American General in World War II.
Autograph Letter Signed, four octavo and two quarto pages, Fort Sheridan, Illinois, January 3, 1910. To Dear Papa, with the original envelope.
“It has happened do you know to what it refers? Well I have decided that other things being quiet I shall get married next September. I have not told Mr or Mrs Ayer yet and have not even made B say positively that she would for fear that it might bother her but she will and they will when I write them which will not be until March as I want B to come out to Chicago and see Aunt Nannie in January or February and a premature announcement might upset things. B would not disguss the date but she did every thing else the church the number of people and all. So it is quite settled at least if you agree with me that it is a good thing.
“Several considerations lead me to September we will be through maneuvers then and so I can get a leave. B will be able to get dresses for a definite season Winter. Also in winter I am on the post and not away. Also unless some thing very fortunate happens we are sure to be here all next winter and summer so will be a year at least in one house which would not be the same were it further postponed. Again both of us would be come so damned used to long range affection that we might never elect to change it and B is learning nothing useful by going to dances and operas which I fancy, at times pool greatly on Mrs. Benides. I fear writers cramp and am also tired writing so I have decided Que dit vous?

▶ **LISTED ENTRIES**
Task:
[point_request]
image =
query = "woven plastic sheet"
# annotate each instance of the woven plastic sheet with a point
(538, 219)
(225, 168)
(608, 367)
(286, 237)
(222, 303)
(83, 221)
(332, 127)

▶ **GOAL 1**
In the letter, change "Fort Sheridan" to "Fort Leavenworth" and reproduce the passage between "American General in" and "the original envelope.", inclusive.
▶ **GOAL 2**
Condense the paragraph of the letter beginning "Several considerations lead me to September" into a brief list of its reasons.
▶ **GOAL 3**
Summarize the letter in two sentences.
The items play no part in what is asked here.

▶ **FULL OUTPUT 1**
American General in World War II.
Autograph Letter Signed, four octavo and two quarto pages, Fort Leavenworth, Illinois, January 3, 1910. To Dear Papa, with the original envelope.

▶ **FULL OUTPUT 2**
- Maneuvers will be over by September, so the writer can get leave.
- B can buy dresses for a definite season, winter.
- In winter the writer is on the post rather than away.
- They are sure to be stationed there all next winter and summer, giving at least a year in one house, which a later date would not allow.
- A longer delay might leave both too used to long-range affection to change it.
- B is learning nothing useful by going to dances and operas.

▶ **FULL OUTPUT 3**
This autograph letter from an American general in World War II, written at Fort Sheridan, Illinois, on January 3, 1910, is addressed to "Dear Papa" and comes with its original envelope. In it, the writer announces a decision to marry B the following September and explains that the date falls after maneuvers, gives B a definite season for dresses, and allows a year in one house.